Could you set down the records below exactly as they are, with no pictures?

Photo-based referring expression data:
== Segment start ==
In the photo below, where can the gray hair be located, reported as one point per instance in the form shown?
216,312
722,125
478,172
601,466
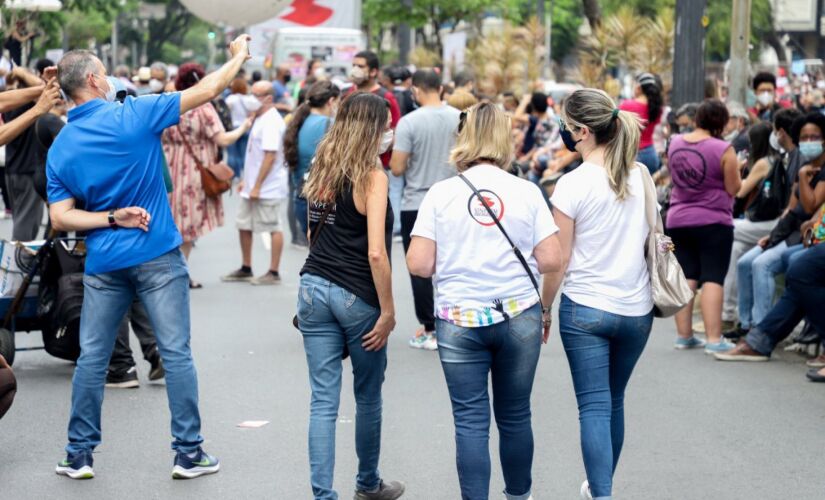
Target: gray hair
161,67
73,70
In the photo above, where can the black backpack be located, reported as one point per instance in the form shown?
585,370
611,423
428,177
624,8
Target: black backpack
771,195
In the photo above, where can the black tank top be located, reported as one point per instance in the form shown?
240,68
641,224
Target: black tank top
340,253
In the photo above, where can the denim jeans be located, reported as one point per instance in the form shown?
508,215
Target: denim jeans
397,183
510,351
804,296
756,280
602,349
329,317
122,359
162,284
650,158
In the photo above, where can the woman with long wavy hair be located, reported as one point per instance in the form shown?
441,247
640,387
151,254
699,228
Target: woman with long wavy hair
309,123
345,303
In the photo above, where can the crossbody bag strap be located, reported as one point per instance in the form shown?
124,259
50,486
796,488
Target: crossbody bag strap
516,250
321,223
189,149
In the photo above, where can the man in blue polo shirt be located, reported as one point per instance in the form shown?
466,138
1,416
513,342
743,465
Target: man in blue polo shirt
109,158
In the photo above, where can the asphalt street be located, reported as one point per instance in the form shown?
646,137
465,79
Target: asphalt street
696,428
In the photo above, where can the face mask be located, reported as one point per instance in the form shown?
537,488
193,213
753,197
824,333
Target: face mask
765,98
156,86
251,103
357,75
386,141
810,149
773,140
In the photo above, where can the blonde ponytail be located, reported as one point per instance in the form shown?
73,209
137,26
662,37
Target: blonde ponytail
618,131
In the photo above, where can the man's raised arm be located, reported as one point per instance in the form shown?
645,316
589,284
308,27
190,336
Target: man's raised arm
214,83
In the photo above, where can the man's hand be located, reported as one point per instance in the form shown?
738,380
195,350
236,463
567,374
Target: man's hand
50,73
133,217
377,338
808,172
49,98
239,46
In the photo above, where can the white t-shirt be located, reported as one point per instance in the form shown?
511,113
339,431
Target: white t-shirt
607,269
267,135
479,281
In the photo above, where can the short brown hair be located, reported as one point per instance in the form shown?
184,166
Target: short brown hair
462,100
712,116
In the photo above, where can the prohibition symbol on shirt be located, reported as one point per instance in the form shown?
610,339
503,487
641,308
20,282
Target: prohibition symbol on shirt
688,168
479,213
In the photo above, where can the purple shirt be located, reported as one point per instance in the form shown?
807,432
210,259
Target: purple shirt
698,197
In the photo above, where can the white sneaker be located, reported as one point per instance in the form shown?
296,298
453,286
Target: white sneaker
585,491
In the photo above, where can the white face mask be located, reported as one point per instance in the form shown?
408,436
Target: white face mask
774,142
251,103
386,141
156,85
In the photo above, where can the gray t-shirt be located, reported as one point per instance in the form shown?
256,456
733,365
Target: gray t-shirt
427,134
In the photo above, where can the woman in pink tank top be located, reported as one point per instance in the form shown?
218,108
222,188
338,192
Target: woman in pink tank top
706,177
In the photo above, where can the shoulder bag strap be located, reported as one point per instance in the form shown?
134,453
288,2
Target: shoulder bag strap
321,223
189,148
516,250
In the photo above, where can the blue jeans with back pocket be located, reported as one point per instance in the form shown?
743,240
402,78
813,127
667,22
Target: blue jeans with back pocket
602,349
510,352
162,284
329,317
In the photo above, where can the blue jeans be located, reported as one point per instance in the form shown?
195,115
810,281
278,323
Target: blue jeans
650,158
756,280
396,194
804,296
510,350
602,349
162,284
330,317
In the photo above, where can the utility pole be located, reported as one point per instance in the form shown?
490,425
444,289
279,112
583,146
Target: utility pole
689,53
739,51
404,37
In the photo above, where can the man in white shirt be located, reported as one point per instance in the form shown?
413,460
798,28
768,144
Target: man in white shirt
264,187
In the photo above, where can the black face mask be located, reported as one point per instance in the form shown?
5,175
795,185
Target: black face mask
567,137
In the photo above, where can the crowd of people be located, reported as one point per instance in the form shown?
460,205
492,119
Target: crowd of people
136,163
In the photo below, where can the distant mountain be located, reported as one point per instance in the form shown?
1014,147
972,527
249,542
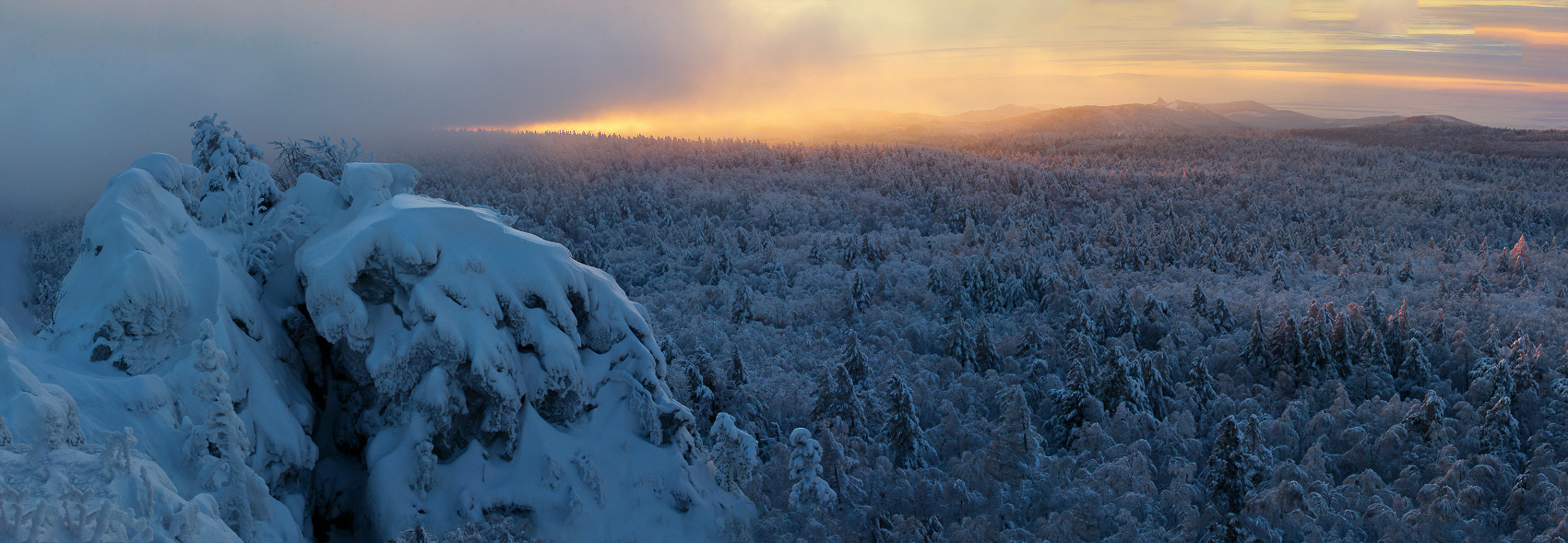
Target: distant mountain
1162,116
1261,116
1128,118
1435,120
1005,112
1446,134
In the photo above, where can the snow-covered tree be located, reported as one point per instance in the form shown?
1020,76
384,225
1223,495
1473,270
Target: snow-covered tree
804,468
237,185
734,454
905,440
839,400
1015,448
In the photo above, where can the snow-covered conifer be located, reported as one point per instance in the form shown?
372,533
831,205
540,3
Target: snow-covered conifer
237,185
839,400
1015,446
804,468
734,454
905,440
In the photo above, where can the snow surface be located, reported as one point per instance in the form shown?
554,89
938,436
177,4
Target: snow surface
16,284
472,371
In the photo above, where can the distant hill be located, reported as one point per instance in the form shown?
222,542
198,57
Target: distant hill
1159,118
1446,134
1261,116
1005,112
1433,120
1128,118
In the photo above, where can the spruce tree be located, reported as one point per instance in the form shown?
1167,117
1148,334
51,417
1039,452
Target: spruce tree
1256,350
905,440
837,400
1015,446
237,185
804,468
1200,301
1220,317
987,357
853,360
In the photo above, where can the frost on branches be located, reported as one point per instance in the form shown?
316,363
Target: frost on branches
273,366
522,374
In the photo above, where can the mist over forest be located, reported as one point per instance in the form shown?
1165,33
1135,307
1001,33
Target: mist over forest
1305,335
1001,270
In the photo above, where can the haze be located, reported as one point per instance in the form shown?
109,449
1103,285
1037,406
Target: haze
87,87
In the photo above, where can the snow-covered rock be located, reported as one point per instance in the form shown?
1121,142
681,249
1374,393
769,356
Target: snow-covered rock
340,352
488,372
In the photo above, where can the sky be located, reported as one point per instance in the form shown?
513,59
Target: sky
87,87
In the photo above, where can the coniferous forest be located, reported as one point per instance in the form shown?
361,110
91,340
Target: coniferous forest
== Segment end ==
[SOLUTION]
In the photo below, where can the gray hair be located, reported as one point per instance in the form shown?
216,312
722,125
478,172
601,466
Target: gray hair
161,67
73,70
In the photo above, where can the black backpack be located, reported as one point per instance in the form shown?
585,370
611,423
428,177
624,8
Target: black backpack
771,195
In the photo above, where can the black tank top be located, reported as one point per instance in the form shown?
240,68
641,224
Target: black tank top
340,253
In the photo above, where can the denim jeans be located, reported as one point per instance in the form shown?
508,215
Target: denim jeans
397,183
510,351
804,296
756,280
602,349
329,317
122,359
162,284
650,158
In the photo above, where can the woman with long wavy hair be located, reported as one point per instance in the form shown?
441,247
640,387
151,254
699,228
Target: woman with long wavy hair
309,123
345,303
In the photo above, where can the crossbody bag strap be located, reported as one point per instance in the form shown?
124,259
50,486
796,488
Target: crossbody bag strap
516,250
321,223
189,149
In the photo above, where can the man in blue polo shirt be located, reported as one point per instance in the form shown?
466,138
1,416
513,342
743,465
Target: man in blue polo shirt
109,158
In the photo above, where can the asphalt street be located, reported as one point per instance in the form shown?
646,137
465,79
Target: asphalt street
696,428
In the photo above, where can the face mask be located, reported as one point per instance in the form shown?
537,488
193,213
753,197
824,333
Target: face mask
765,98
156,86
251,103
357,75
386,141
810,149
773,140
In the photo above, where can the blonde ponytail be located, reported as one point per instance in the form shown?
73,209
137,26
662,37
Target: blonde ponytail
618,131
In the photo above, where can the man's raised arm be located, reported as one point per instance in the form shown?
645,316
589,284
308,27
190,336
Target: man's raised arm
214,83
In the photo above, where can the man's hand be located, reported as one point per instance in the form shown?
738,380
195,350
236,463
567,374
Target: man's hand
50,73
133,217
377,338
808,172
49,98
239,46
In the photo above, where can the white t-shirt be located, reported as one point per instance in the form shown?
511,113
339,431
Target: white t-shirt
607,269
267,135
479,281
In the photo above, where can the short brown hair be located, reported as one point per instance in the form shown?
184,166
Target: short brown hair
462,100
712,116
In the photo above, where can the prohibition symbol on shirt be located, reported as one point per instance in the form shown?
610,339
503,487
641,308
20,282
Target: prohibition symbol on shirt
688,168
479,213
In the photo above, where can the purple shirt be located, reported as one point per instance in the form shown?
807,432
210,259
Target: purple shirt
698,197
In the photo above, where can the white sneaker be located, reported as one point per instance in the form shown?
296,298
453,286
Target: white sneaker
585,491
In the photo above, where can the white face mask be located, reported as one point per instance in the form shown?
408,436
Target: white face mask
774,142
251,103
386,141
156,85
In the photo above, where can the gray t-shirt be located, reported as one point per instance in the form shown?
256,456
733,365
Target: gray t-shirt
427,134
In the photo above, where can the woman in pink tank top be located, reported as one point per instance in the form shown?
218,108
222,188
338,192
Target: woman in pink tank top
706,177
In the photo above, where can the shoulder bag strap be located, reported as one point per instance in the form shown?
134,453
288,2
Target: shoulder bag strap
321,223
189,148
516,250
In the photo above, where can the blue jeans with back pocket be located, reported as one point per instance in the form shown?
743,240
402,78
813,127
667,22
Target: blue jeans with back pocket
602,349
510,352
162,284
329,317
In the photo above, where can the blue jeans be located, reported as one point per instance in the form shown?
195,115
810,281
278,323
Target: blue jeans
650,158
756,280
396,194
804,296
510,350
602,349
162,284
330,317
In the photo above, where can the utility pole be located, reported as one point per instance in the form shown?
490,425
444,289
279,112
583,146
Target: utility pole
689,53
739,51
404,37
In the photo above, where can the man in white shirt be located, reported as one point per instance in the form shown?
413,460
798,28
768,144
Target: man in white shirt
264,187
In the photo above, where can the black face mask be located, reported as one point per instance in the form shown?
5,175
795,185
Target: black face mask
567,137
In the photo above, where can the crowd of people be located, reported as one point per instance in the form shown?
460,205
492,119
Target: crowd of people
136,163
In the photo below, where can the distant mountain be located, reported as one point per instance in the form shown?
1014,147
972,527
249,542
Target: distant mountain
1162,116
1261,116
1128,118
1435,120
1005,112
1446,134
In the photo above, where can the snow-covered tree be located, reported as one point per instance in the form shown?
1020,76
384,225
1223,495
1473,270
Target: snow-covered tree
804,468
237,185
734,454
905,440
839,400
1015,448
In the photo above, where can the snow-covered conifer be located, reported as one point per instance in the form shown?
372,533
831,205
540,3
Target: snow-covered conifer
237,185
839,400
1015,446
804,468
734,454
905,440
In the photo above, where can the snow surface be located, reported as one point per instance in the form shown?
554,89
938,436
177,4
Target: snow surface
16,284
472,371
In the photo above, where can the distant hill be located, reported as one point per instance in the form shown?
222,542
198,57
Target: distant hill
1159,118
1446,134
1261,116
1005,112
1433,120
1128,118
In the photo above, where can the spruce tree be located, reported as one point per instance in the form shown?
1167,117
1148,334
51,417
1039,452
Target: spruce tree
1256,350
905,440
837,400
1015,446
237,185
804,468
1200,301
1220,317
987,357
853,360
In the photo above, where can the frost on branches be located, reported as one point per instance in the form shown?
316,363
Target: frost on branches
273,366
522,374
In the photo above, where can the mist over forest be located, reported as one point per instance in the form shown?
1165,33
1135,307
1001,33
Target: mist over forest
1305,335
1001,270
In the photo above, where can the haze be located, reported as one point per instance in the form shown?
109,449
1103,285
1037,406
Target: haze
87,87
In the photo above, where can the snow-covered rock be located, reported as one point per instance in the form shown?
1121,142
681,249
1374,393
769,356
Target: snow-covered rock
340,352
488,372
In the photo above, where can the sky be located, reported as one point per instance in the form shown?
513,59
Target: sky
87,87
In the photo above, where can the coniferous forest be located, reported as one point per instance in the form shown?
361,110
91,340
Target: coniferous forest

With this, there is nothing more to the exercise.